While India is still a favourite destination for offshore IT, Eastern Europe and South Africa are emerging as alternative contenders, according to Gartner.

At its annual Outsourcing Summit in London this week, the analyst firm examined the changing strategy of offshore outsourcing and advised users to make the strengths of individual countries a primary concern.

Analyst Roger Cox said, "CIOs need to select the country first, then the service provider, then the service they require." While India offers high-quality development at a low cost, users may face cultural difficulties. "Indian outsourcers tend to provide sophisticated project and programme management, which many users may not be prepared to take on."

Gartner identified China and Russia as competing strongly in terms of price, but said they fall down in terms of infrastructure and data/IP security.

Commenting on the growth of offshore outsourcing, Cox said, "The IT-enabled services market is going through enormous change, which will lead to a restructuring in salary levels."

Gartner has predicted that off-shore outsourcing by Western European countries will rise by 40% during 2003. But Cox warned users against signing long-term contracts to solve short-term problems. He said such a strategy was flawed on two counts. First, the business will have evolved radically two years from now and, second, the nature of supplier relationships is changing due to a move towards greater consolidation in IT services.

Cox is concerned that many businesses lack the internal skills needed to manage complex outsourcing relationships once a deal has been signed. "€6bn [£4.15bn] is wasted each year because of poorly structured IT deals," he said. "The big issues arise once the ink has dried on the contract, when the business is left with just a few people who understand the contract.

"Users need to build a deal around a governance structure to manage change." The people and processes that sit between the business and the supplier need to be strong, he added.

[Position identification data]
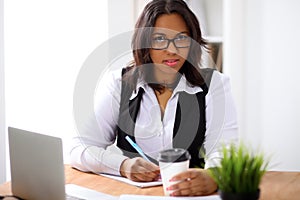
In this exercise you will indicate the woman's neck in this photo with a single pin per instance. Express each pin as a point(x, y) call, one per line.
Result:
point(165, 79)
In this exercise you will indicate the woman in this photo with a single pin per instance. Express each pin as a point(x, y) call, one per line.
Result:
point(162, 100)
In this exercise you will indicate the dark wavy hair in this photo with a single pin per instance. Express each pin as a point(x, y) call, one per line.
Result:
point(141, 40)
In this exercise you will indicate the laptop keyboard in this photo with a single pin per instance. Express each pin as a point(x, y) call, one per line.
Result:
point(69, 197)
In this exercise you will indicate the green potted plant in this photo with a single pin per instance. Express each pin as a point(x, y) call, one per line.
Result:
point(239, 173)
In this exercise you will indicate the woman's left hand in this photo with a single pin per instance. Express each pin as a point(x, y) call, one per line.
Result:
point(194, 182)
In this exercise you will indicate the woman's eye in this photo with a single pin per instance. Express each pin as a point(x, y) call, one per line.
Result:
point(159, 38)
point(182, 37)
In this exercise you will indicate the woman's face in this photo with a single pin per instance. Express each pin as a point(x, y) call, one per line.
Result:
point(169, 60)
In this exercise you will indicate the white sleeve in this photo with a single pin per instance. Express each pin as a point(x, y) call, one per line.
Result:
point(89, 149)
point(221, 119)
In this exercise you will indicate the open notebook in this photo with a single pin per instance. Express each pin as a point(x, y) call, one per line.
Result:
point(128, 181)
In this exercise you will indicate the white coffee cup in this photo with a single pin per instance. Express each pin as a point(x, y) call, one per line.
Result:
point(171, 163)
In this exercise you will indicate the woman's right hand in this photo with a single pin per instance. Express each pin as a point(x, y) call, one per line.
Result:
point(138, 169)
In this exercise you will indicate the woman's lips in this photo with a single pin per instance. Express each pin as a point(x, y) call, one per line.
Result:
point(171, 62)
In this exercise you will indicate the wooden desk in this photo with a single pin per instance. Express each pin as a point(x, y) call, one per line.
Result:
point(274, 186)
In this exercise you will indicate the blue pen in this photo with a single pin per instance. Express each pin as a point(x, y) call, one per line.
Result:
point(137, 148)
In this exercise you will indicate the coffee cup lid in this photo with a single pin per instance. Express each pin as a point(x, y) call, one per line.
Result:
point(173, 155)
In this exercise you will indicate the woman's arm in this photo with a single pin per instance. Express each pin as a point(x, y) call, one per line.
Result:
point(89, 149)
point(221, 129)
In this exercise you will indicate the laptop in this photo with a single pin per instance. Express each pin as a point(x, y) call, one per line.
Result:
point(37, 169)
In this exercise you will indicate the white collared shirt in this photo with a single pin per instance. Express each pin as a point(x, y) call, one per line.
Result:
point(152, 133)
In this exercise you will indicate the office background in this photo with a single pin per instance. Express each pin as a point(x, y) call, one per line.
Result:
point(43, 45)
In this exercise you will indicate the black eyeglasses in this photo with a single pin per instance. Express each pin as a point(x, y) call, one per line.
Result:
point(160, 42)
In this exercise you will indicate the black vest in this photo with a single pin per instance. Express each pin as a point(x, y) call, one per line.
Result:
point(190, 122)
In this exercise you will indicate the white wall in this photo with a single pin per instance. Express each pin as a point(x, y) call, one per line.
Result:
point(46, 43)
point(2, 107)
point(261, 42)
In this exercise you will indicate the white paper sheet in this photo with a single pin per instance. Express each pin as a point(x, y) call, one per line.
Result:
point(143, 197)
point(128, 181)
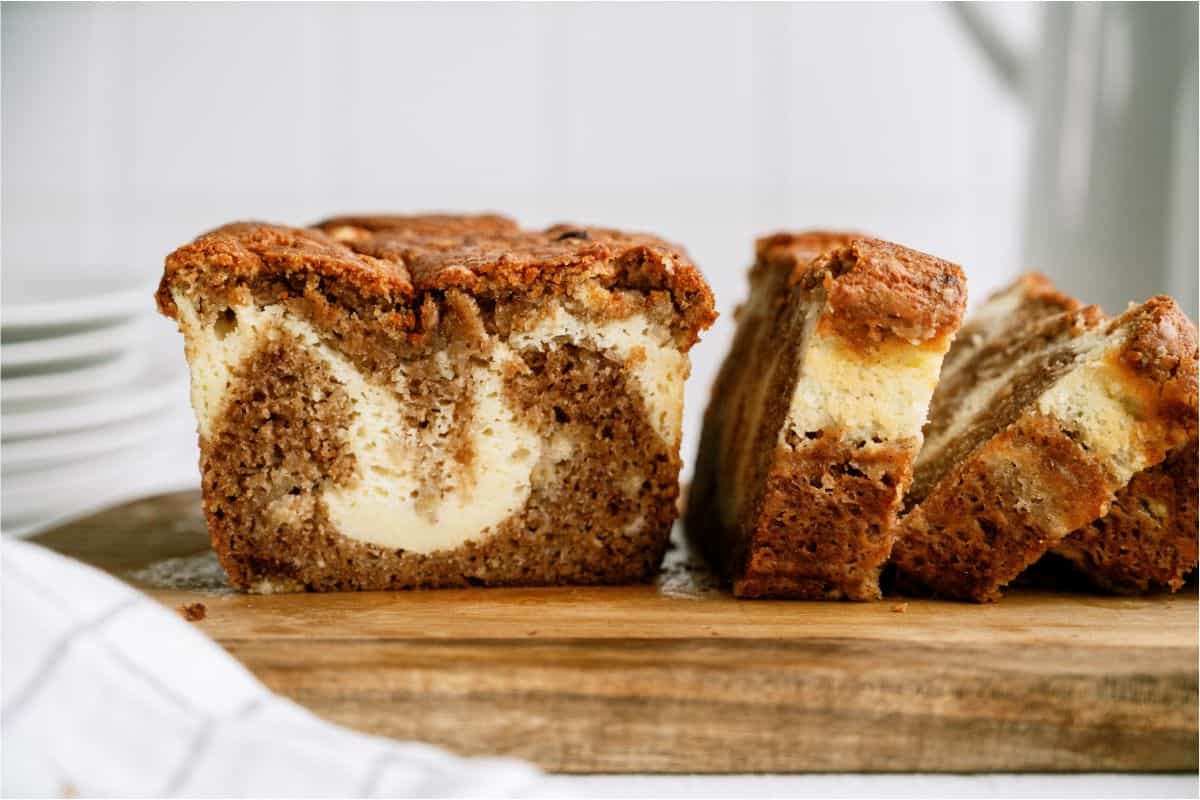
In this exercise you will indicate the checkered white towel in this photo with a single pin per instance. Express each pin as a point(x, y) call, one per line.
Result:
point(105, 692)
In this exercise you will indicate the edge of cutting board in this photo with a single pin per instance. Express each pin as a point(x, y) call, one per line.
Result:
point(678, 677)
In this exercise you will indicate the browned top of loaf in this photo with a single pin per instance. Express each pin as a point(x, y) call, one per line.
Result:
point(1161, 349)
point(1037, 289)
point(874, 289)
point(399, 259)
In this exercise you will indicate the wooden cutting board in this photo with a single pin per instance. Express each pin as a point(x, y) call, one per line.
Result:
point(677, 677)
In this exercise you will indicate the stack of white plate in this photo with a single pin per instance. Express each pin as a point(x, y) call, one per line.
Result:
point(88, 382)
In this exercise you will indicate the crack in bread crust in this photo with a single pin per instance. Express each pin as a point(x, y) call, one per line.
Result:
point(1089, 404)
point(457, 329)
point(805, 455)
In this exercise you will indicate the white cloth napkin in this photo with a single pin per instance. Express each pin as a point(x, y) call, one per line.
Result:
point(107, 693)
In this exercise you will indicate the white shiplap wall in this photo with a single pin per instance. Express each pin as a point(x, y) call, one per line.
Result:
point(129, 128)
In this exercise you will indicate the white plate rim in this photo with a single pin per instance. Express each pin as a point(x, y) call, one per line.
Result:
point(73, 347)
point(109, 305)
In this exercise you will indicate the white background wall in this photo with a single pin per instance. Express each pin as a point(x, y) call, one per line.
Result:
point(127, 130)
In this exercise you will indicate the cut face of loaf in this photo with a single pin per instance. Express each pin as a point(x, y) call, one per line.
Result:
point(400, 402)
point(1147, 540)
point(816, 415)
point(1044, 411)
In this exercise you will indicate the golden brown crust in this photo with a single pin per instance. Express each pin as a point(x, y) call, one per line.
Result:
point(1147, 541)
point(391, 263)
point(876, 290)
point(997, 512)
point(793, 252)
point(1161, 356)
point(816, 516)
point(1015, 482)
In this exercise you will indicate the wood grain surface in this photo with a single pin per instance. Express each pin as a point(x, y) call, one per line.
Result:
point(678, 677)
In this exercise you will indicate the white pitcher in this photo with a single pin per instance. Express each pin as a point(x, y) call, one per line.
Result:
point(1111, 190)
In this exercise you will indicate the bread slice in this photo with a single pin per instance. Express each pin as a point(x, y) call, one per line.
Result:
point(436, 401)
point(1147, 540)
point(817, 411)
point(1044, 413)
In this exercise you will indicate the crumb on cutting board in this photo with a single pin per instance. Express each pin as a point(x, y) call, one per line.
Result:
point(192, 612)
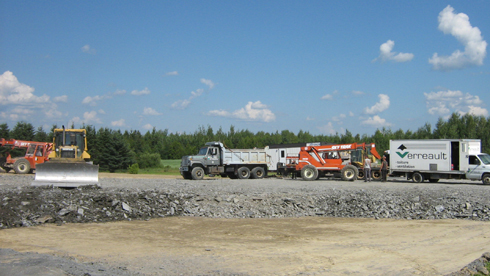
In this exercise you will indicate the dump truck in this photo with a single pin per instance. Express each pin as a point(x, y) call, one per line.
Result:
point(69, 164)
point(435, 159)
point(343, 161)
point(216, 159)
point(35, 153)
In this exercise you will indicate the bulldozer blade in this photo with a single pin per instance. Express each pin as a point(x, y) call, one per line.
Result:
point(66, 175)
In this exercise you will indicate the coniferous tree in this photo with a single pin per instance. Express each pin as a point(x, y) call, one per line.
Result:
point(23, 131)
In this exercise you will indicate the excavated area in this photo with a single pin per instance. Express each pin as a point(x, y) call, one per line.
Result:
point(213, 226)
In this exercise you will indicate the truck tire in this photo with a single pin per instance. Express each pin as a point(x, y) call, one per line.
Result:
point(186, 175)
point(360, 175)
point(22, 166)
point(197, 173)
point(309, 173)
point(486, 179)
point(243, 173)
point(349, 173)
point(417, 177)
point(258, 173)
point(376, 175)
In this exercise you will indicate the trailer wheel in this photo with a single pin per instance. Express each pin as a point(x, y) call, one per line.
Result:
point(186, 175)
point(309, 173)
point(197, 173)
point(243, 173)
point(486, 179)
point(360, 175)
point(349, 173)
point(258, 173)
point(376, 175)
point(417, 177)
point(22, 166)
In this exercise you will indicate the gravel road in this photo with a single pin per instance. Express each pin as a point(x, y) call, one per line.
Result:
point(128, 198)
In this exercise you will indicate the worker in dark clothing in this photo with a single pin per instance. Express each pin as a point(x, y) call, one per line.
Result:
point(384, 169)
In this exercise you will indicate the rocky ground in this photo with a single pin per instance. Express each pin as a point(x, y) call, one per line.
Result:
point(142, 199)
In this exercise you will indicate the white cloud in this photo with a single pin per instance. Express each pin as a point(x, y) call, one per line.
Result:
point(20, 101)
point(386, 54)
point(209, 83)
point(329, 96)
point(382, 105)
point(182, 104)
point(119, 123)
point(253, 111)
point(443, 103)
point(145, 91)
point(173, 73)
point(376, 121)
point(150, 111)
point(89, 50)
point(92, 101)
point(63, 99)
point(327, 129)
point(458, 25)
point(88, 118)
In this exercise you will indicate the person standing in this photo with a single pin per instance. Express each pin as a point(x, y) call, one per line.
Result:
point(367, 169)
point(384, 169)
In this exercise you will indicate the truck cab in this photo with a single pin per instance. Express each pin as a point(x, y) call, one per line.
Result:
point(479, 168)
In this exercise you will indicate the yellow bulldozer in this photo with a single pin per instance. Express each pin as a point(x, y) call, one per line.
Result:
point(69, 164)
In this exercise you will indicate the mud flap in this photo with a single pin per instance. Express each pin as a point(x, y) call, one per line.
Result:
point(66, 175)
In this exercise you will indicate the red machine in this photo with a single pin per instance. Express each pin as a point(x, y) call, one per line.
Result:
point(340, 160)
point(36, 153)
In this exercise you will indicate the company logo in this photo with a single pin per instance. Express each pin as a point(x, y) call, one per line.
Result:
point(402, 155)
point(418, 156)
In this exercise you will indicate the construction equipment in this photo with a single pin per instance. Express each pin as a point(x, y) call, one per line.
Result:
point(338, 160)
point(69, 163)
point(35, 153)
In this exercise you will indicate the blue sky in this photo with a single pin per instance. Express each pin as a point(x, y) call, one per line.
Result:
point(317, 66)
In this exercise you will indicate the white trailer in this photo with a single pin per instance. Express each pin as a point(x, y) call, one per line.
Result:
point(432, 160)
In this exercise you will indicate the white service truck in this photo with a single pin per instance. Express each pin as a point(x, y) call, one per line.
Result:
point(432, 160)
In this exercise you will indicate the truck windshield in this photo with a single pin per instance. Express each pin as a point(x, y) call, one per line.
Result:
point(203, 151)
point(485, 158)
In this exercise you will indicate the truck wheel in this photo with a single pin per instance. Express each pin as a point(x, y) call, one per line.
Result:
point(349, 173)
point(376, 175)
point(243, 173)
point(417, 178)
point(186, 175)
point(22, 166)
point(258, 173)
point(486, 179)
point(197, 173)
point(360, 175)
point(309, 173)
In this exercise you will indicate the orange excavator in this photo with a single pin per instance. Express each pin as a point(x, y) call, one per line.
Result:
point(338, 160)
point(35, 153)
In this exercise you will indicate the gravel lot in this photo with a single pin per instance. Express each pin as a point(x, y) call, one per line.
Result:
point(124, 198)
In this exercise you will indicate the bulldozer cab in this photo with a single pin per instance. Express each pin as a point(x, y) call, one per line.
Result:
point(70, 143)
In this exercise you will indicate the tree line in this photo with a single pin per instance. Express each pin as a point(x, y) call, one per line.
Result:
point(114, 149)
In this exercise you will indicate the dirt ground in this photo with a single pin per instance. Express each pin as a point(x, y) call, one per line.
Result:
point(290, 246)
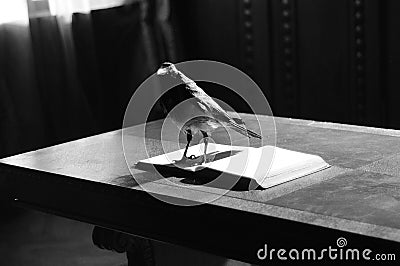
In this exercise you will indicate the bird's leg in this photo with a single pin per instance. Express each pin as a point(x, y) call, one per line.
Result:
point(189, 139)
point(205, 137)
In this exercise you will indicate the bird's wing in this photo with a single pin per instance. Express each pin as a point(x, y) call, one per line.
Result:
point(211, 108)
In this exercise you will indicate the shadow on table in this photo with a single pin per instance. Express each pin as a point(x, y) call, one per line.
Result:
point(204, 177)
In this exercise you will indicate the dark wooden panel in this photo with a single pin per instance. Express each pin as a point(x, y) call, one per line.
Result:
point(392, 61)
point(323, 50)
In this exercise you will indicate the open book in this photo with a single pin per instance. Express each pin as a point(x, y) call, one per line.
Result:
point(266, 166)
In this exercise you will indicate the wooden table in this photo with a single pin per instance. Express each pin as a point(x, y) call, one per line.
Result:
point(358, 198)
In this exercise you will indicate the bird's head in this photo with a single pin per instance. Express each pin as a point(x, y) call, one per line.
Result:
point(167, 68)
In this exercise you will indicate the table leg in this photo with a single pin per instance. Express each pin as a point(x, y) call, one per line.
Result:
point(139, 251)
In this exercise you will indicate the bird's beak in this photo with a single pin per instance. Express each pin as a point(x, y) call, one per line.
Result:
point(161, 71)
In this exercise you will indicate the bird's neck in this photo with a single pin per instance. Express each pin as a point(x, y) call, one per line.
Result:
point(184, 79)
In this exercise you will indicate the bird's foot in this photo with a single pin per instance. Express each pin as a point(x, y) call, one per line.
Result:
point(191, 160)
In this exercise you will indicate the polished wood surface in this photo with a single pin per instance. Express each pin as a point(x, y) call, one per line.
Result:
point(357, 198)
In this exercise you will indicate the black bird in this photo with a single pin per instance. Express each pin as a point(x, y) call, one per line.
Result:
point(194, 111)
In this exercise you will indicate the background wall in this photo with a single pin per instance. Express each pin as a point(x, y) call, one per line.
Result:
point(328, 60)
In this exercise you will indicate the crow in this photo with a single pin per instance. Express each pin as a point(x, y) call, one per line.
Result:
point(194, 111)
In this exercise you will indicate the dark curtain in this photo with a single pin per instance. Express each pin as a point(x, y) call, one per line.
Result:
point(61, 81)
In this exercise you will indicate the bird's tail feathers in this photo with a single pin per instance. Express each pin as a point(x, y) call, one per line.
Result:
point(242, 130)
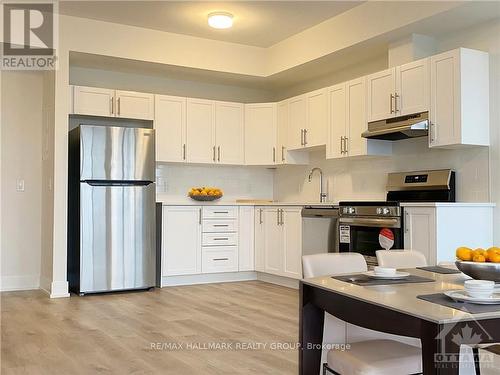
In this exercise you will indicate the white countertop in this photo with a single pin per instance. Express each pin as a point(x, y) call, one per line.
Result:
point(403, 297)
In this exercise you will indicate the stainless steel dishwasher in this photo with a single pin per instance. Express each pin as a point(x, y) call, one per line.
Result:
point(320, 229)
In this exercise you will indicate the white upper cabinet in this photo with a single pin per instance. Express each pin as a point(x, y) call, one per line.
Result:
point(170, 125)
point(93, 101)
point(317, 118)
point(347, 121)
point(260, 134)
point(459, 110)
point(381, 89)
point(229, 132)
point(200, 140)
point(296, 122)
point(413, 83)
point(136, 105)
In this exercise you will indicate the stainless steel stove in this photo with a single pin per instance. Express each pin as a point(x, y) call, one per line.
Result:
point(368, 226)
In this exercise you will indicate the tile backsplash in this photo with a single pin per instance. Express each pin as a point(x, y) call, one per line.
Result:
point(173, 181)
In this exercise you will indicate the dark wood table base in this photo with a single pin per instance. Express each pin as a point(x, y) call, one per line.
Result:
point(440, 342)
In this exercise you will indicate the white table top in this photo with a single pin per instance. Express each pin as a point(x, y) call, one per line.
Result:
point(403, 297)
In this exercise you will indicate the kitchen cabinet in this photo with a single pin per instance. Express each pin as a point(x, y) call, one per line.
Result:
point(136, 105)
point(200, 133)
point(459, 111)
point(347, 120)
point(308, 121)
point(381, 88)
point(170, 126)
point(181, 240)
point(438, 229)
point(94, 101)
point(260, 134)
point(278, 241)
point(229, 132)
point(283, 155)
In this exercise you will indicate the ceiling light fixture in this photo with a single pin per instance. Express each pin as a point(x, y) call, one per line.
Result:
point(220, 20)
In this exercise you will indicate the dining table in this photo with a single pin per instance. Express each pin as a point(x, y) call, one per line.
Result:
point(396, 309)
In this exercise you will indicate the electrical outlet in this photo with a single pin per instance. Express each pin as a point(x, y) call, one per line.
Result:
point(20, 184)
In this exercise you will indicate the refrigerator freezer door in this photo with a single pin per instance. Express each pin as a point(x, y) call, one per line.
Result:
point(117, 237)
point(116, 153)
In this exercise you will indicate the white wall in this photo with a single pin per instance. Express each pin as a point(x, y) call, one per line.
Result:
point(21, 159)
point(173, 181)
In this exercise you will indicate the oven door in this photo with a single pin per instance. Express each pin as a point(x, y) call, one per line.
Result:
point(361, 235)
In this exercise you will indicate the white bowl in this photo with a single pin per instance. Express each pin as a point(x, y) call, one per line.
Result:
point(384, 271)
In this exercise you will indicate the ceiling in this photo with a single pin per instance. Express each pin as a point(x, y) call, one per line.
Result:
point(256, 23)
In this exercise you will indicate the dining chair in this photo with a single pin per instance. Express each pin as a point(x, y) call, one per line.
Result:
point(401, 258)
point(364, 357)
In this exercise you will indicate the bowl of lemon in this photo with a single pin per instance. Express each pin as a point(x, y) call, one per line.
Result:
point(205, 193)
point(479, 264)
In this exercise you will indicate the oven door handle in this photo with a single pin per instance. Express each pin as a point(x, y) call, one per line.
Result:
point(372, 222)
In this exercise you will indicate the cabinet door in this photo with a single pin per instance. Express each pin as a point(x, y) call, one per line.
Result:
point(445, 104)
point(356, 117)
point(259, 240)
point(229, 130)
point(200, 140)
point(337, 121)
point(413, 87)
point(181, 240)
point(420, 231)
point(317, 118)
point(170, 125)
point(137, 105)
point(292, 242)
point(282, 124)
point(93, 101)
point(273, 242)
point(297, 122)
point(381, 88)
point(260, 134)
point(246, 238)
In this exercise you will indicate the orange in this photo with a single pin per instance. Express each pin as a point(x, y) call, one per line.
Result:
point(479, 258)
point(464, 253)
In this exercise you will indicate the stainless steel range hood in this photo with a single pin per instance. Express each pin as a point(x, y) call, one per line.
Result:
point(403, 127)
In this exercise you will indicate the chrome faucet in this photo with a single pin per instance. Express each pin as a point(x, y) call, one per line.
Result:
point(322, 194)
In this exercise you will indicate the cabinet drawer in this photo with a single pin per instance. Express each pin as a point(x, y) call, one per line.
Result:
point(220, 226)
point(220, 239)
point(219, 259)
point(220, 212)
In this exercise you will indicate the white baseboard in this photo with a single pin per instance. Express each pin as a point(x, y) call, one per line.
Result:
point(208, 278)
point(278, 280)
point(11, 283)
point(59, 289)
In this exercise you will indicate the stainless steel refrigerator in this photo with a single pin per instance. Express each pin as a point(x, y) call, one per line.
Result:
point(111, 209)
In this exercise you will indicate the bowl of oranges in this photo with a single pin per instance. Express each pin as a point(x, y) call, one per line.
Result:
point(205, 193)
point(479, 264)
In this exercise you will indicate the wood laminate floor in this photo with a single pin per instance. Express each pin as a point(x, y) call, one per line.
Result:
point(165, 331)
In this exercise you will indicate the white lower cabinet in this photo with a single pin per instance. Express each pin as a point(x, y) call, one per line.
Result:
point(438, 230)
point(181, 240)
point(278, 241)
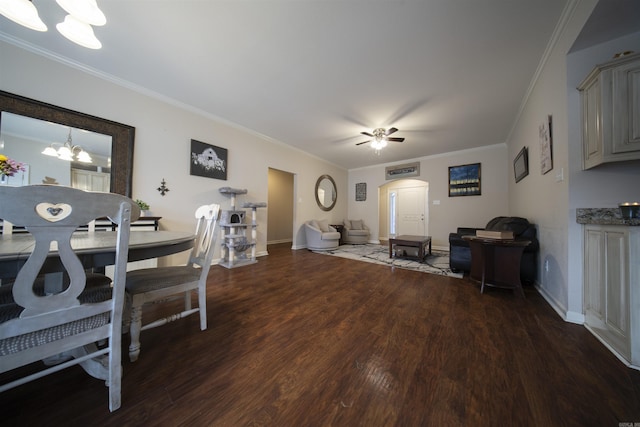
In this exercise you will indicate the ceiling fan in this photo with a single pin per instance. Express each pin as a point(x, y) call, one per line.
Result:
point(380, 137)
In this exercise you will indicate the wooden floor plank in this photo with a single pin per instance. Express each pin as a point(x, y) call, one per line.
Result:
point(302, 339)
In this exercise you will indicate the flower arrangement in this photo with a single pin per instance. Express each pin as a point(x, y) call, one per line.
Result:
point(9, 166)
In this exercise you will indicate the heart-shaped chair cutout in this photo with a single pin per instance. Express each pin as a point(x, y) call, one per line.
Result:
point(53, 212)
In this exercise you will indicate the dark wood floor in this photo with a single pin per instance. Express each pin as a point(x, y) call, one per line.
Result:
point(302, 339)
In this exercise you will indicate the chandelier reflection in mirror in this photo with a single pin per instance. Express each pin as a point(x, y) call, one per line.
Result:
point(68, 151)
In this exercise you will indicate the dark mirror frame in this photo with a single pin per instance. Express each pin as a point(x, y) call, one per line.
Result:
point(121, 142)
point(335, 189)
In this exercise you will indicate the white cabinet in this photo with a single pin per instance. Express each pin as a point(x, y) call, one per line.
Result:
point(610, 97)
point(612, 287)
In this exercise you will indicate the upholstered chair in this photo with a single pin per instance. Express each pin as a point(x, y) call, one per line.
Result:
point(321, 236)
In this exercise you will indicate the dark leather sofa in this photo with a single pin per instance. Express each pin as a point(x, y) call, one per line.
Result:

*SET TASK A:*
In the offshore outsourcing article, write out the passage from "While India is" to "according to Gartner.", swapping "South Africa" for "Latin America".
*SET TASK B:*
Name every country mentioned in the offshore outsourcing article.

*FINAL RESULT A:*
While India is still a favourite destination for offshore IT, Eastern Europe and Latin America are emerging as alternative contenders, according to Gartner.

*FINAL RESULT B:*
India, South Africa, China, Russia